» **TASK INSTRUCTIONS**:
Each line below must be reproduced exactly as it stands. Pictures stay out of the copy.

» **EXCERPTED DATA**:
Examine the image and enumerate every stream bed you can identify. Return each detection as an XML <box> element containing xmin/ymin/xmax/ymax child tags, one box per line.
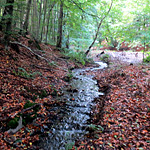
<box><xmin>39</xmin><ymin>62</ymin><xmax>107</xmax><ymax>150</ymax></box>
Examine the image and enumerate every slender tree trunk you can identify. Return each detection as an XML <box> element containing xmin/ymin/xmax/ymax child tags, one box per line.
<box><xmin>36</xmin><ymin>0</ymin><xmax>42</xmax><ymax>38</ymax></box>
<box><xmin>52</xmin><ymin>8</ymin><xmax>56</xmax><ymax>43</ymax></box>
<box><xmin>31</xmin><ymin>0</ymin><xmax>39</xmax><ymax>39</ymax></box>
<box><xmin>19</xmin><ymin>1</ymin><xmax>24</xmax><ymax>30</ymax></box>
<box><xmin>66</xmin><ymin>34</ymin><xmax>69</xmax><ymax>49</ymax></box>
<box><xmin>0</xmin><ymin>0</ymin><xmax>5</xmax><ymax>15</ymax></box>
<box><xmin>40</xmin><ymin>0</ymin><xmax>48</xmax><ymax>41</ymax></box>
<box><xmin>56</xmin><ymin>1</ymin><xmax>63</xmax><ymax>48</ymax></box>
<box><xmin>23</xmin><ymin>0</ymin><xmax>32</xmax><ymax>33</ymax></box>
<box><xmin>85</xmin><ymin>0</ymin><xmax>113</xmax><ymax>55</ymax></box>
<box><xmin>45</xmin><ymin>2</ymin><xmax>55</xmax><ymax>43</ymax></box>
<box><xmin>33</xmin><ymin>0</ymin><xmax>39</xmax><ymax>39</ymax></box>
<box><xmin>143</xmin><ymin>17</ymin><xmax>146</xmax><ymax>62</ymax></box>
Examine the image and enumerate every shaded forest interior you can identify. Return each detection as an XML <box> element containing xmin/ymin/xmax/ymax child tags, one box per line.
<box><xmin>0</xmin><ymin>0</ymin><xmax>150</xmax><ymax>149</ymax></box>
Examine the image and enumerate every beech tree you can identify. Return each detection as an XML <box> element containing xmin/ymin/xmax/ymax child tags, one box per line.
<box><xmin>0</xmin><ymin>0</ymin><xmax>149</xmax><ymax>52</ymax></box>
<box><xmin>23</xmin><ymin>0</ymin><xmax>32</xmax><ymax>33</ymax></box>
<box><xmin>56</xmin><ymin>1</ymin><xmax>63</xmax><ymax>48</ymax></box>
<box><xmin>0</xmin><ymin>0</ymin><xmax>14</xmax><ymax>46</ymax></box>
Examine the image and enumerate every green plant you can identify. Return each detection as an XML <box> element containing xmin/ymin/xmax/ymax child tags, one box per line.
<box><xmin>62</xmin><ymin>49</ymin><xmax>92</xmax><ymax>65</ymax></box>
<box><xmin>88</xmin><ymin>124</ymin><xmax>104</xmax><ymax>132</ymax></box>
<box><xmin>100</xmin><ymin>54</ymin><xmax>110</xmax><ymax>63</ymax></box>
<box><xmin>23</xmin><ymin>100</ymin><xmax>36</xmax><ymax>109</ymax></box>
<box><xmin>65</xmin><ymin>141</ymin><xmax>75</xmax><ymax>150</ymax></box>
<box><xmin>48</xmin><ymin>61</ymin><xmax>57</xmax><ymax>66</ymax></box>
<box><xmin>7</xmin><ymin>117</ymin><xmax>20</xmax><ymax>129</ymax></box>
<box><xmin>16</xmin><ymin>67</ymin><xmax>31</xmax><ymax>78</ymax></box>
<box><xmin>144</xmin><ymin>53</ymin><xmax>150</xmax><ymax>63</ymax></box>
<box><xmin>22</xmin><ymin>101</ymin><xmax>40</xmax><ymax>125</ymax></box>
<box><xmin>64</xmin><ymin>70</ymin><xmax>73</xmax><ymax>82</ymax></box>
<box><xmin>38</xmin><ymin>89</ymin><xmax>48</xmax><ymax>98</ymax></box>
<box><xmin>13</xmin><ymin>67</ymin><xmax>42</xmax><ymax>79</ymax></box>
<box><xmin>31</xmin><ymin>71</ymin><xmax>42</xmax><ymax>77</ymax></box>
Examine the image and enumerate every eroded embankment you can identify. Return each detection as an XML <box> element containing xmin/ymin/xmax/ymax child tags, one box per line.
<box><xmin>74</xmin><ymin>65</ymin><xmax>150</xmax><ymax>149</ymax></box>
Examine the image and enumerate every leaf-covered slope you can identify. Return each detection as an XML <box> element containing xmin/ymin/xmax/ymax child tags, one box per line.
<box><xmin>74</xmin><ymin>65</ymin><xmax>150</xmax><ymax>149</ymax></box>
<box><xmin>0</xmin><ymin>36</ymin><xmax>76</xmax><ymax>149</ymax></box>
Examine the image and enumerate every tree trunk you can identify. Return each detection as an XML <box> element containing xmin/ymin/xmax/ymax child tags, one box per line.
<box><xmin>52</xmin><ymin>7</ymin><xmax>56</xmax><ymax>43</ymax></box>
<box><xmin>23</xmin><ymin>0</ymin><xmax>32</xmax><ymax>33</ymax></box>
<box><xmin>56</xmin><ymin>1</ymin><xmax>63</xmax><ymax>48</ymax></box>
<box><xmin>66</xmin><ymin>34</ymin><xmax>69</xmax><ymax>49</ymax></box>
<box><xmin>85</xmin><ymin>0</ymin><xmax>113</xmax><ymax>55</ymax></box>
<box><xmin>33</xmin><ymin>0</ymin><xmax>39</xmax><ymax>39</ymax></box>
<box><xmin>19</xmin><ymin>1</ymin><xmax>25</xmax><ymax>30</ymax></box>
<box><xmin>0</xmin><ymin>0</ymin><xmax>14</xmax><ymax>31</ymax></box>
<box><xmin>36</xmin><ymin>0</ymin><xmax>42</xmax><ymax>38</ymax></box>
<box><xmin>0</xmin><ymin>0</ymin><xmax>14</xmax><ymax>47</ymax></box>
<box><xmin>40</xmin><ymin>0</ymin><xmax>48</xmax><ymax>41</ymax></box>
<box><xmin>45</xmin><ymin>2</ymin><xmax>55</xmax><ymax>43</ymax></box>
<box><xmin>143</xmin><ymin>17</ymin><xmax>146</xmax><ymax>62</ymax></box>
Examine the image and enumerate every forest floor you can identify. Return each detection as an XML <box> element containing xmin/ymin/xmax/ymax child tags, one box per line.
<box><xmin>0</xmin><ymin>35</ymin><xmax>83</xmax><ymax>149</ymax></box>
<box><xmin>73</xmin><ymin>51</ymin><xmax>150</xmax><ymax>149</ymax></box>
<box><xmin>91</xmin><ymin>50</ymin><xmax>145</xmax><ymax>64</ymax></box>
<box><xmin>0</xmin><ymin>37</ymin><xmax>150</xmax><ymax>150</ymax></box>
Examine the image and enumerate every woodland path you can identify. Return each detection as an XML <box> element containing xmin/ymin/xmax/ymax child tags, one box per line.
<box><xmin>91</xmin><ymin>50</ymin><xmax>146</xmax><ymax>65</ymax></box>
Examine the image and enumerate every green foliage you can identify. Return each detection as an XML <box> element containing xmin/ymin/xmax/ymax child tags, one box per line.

» **SOLUTION TO THIS EXERCISE**:
Examine the image and enumerate every stream bed you can identify. Return each detection as an XML <box> element containing xmin/ymin/xmax/ymax child tags, one box per line.
<box><xmin>39</xmin><ymin>62</ymin><xmax>107</xmax><ymax>150</ymax></box>
Examine the image and enumerate every slender tree trunk you can identify. Return each detection as an XML <box> element containing xmin/ymin/xmax/ymax child tags, one box per line.
<box><xmin>36</xmin><ymin>0</ymin><xmax>42</xmax><ymax>38</ymax></box>
<box><xmin>52</xmin><ymin>8</ymin><xmax>56</xmax><ymax>43</ymax></box>
<box><xmin>31</xmin><ymin>0</ymin><xmax>39</xmax><ymax>39</ymax></box>
<box><xmin>19</xmin><ymin>1</ymin><xmax>24</xmax><ymax>30</ymax></box>
<box><xmin>66</xmin><ymin>34</ymin><xmax>69</xmax><ymax>49</ymax></box>
<box><xmin>0</xmin><ymin>0</ymin><xmax>5</xmax><ymax>15</ymax></box>
<box><xmin>40</xmin><ymin>0</ymin><xmax>48</xmax><ymax>41</ymax></box>
<box><xmin>56</xmin><ymin>1</ymin><xmax>63</xmax><ymax>48</ymax></box>
<box><xmin>23</xmin><ymin>0</ymin><xmax>32</xmax><ymax>33</ymax></box>
<box><xmin>85</xmin><ymin>0</ymin><xmax>113</xmax><ymax>55</ymax></box>
<box><xmin>45</xmin><ymin>2</ymin><xmax>55</xmax><ymax>43</ymax></box>
<box><xmin>33</xmin><ymin>0</ymin><xmax>39</xmax><ymax>39</ymax></box>
<box><xmin>143</xmin><ymin>17</ymin><xmax>146</xmax><ymax>62</ymax></box>
Examine the image and enumerate every shaded forest interior you can identify. Return each detection as an XML <box> element containing xmin/ymin/xmax/ymax child tags, one box per line.
<box><xmin>0</xmin><ymin>0</ymin><xmax>150</xmax><ymax>149</ymax></box>
Examine the image and enumerate every beech tree you can identify. Return each detection as an XML <box> element containing xmin/ymin/xmax/ymax child tags, one box per line.
<box><xmin>0</xmin><ymin>0</ymin><xmax>149</xmax><ymax>52</ymax></box>
<box><xmin>23</xmin><ymin>0</ymin><xmax>32</xmax><ymax>33</ymax></box>
<box><xmin>56</xmin><ymin>1</ymin><xmax>63</xmax><ymax>48</ymax></box>
<box><xmin>0</xmin><ymin>0</ymin><xmax>14</xmax><ymax>46</ymax></box>
Examine the image and enumerate every green plant you can identify. Return each detection as an XML <box> element containing xmin/ymin/xmax/ymax child tags, one box per line.
<box><xmin>62</xmin><ymin>49</ymin><xmax>92</xmax><ymax>65</ymax></box>
<box><xmin>88</xmin><ymin>124</ymin><xmax>104</xmax><ymax>132</ymax></box>
<box><xmin>100</xmin><ymin>54</ymin><xmax>110</xmax><ymax>63</ymax></box>
<box><xmin>23</xmin><ymin>100</ymin><xmax>36</xmax><ymax>109</ymax></box>
<box><xmin>65</xmin><ymin>141</ymin><xmax>75</xmax><ymax>150</ymax></box>
<box><xmin>48</xmin><ymin>61</ymin><xmax>57</xmax><ymax>66</ymax></box>
<box><xmin>7</xmin><ymin>117</ymin><xmax>20</xmax><ymax>129</ymax></box>
<box><xmin>16</xmin><ymin>67</ymin><xmax>31</xmax><ymax>78</ymax></box>
<box><xmin>144</xmin><ymin>53</ymin><xmax>150</xmax><ymax>63</ymax></box>
<box><xmin>22</xmin><ymin>101</ymin><xmax>40</xmax><ymax>125</ymax></box>
<box><xmin>64</xmin><ymin>70</ymin><xmax>73</xmax><ymax>82</ymax></box>
<box><xmin>38</xmin><ymin>89</ymin><xmax>48</xmax><ymax>98</ymax></box>
<box><xmin>13</xmin><ymin>67</ymin><xmax>42</xmax><ymax>79</ymax></box>
<box><xmin>31</xmin><ymin>71</ymin><xmax>42</xmax><ymax>77</ymax></box>
Examine the image and enumerate every eroded embankment you can identify. Return each detection as an XML <box> element containing xmin/ymin/xmax/ymax child tags, one box per line.
<box><xmin>74</xmin><ymin>65</ymin><xmax>150</xmax><ymax>149</ymax></box>
Examine the image and enumerate every leaf-covered slope you can identify. Return each detection as an XML <box> element containing xmin/ymin/xmax/ymax child tags, one box per line.
<box><xmin>74</xmin><ymin>65</ymin><xmax>150</xmax><ymax>149</ymax></box>
<box><xmin>0</xmin><ymin>36</ymin><xmax>76</xmax><ymax>149</ymax></box>
Examine the image and enumerate every tree trunk you can identify. Return each detection as an XML <box> element containing xmin/ymin/xmax/ymax child tags, one box per line.
<box><xmin>52</xmin><ymin>7</ymin><xmax>56</xmax><ymax>43</ymax></box>
<box><xmin>23</xmin><ymin>0</ymin><xmax>32</xmax><ymax>33</ymax></box>
<box><xmin>56</xmin><ymin>1</ymin><xmax>63</xmax><ymax>48</ymax></box>
<box><xmin>66</xmin><ymin>34</ymin><xmax>69</xmax><ymax>49</ymax></box>
<box><xmin>85</xmin><ymin>0</ymin><xmax>113</xmax><ymax>55</ymax></box>
<box><xmin>33</xmin><ymin>0</ymin><xmax>39</xmax><ymax>39</ymax></box>
<box><xmin>19</xmin><ymin>1</ymin><xmax>25</xmax><ymax>30</ymax></box>
<box><xmin>0</xmin><ymin>0</ymin><xmax>14</xmax><ymax>31</ymax></box>
<box><xmin>36</xmin><ymin>0</ymin><xmax>42</xmax><ymax>38</ymax></box>
<box><xmin>0</xmin><ymin>0</ymin><xmax>14</xmax><ymax>47</ymax></box>
<box><xmin>40</xmin><ymin>0</ymin><xmax>48</xmax><ymax>41</ymax></box>
<box><xmin>45</xmin><ymin>2</ymin><xmax>55</xmax><ymax>43</ymax></box>
<box><xmin>143</xmin><ymin>17</ymin><xmax>146</xmax><ymax>62</ymax></box>
Examine the image and enumerate every forest floor you can identify. Return each detection as an XML <box> element containing xmin/ymin/xmax/ymax child tags, one box per line.
<box><xmin>0</xmin><ymin>35</ymin><xmax>83</xmax><ymax>149</ymax></box>
<box><xmin>73</xmin><ymin>51</ymin><xmax>150</xmax><ymax>149</ymax></box>
<box><xmin>91</xmin><ymin>50</ymin><xmax>145</xmax><ymax>64</ymax></box>
<box><xmin>0</xmin><ymin>37</ymin><xmax>150</xmax><ymax>150</ymax></box>
Examine the image and enumerate every woodland path you can identify. Return each detection as an XML <box> element containing xmin/ymin/xmax/ymax child tags, one box per line.
<box><xmin>91</xmin><ymin>50</ymin><xmax>146</xmax><ymax>65</ymax></box>
Examine the image and enumerate every green foliage you can identify. Return each detection as an XML <box> element containing xmin/ymin/xmax/ymax child tags, one box per line.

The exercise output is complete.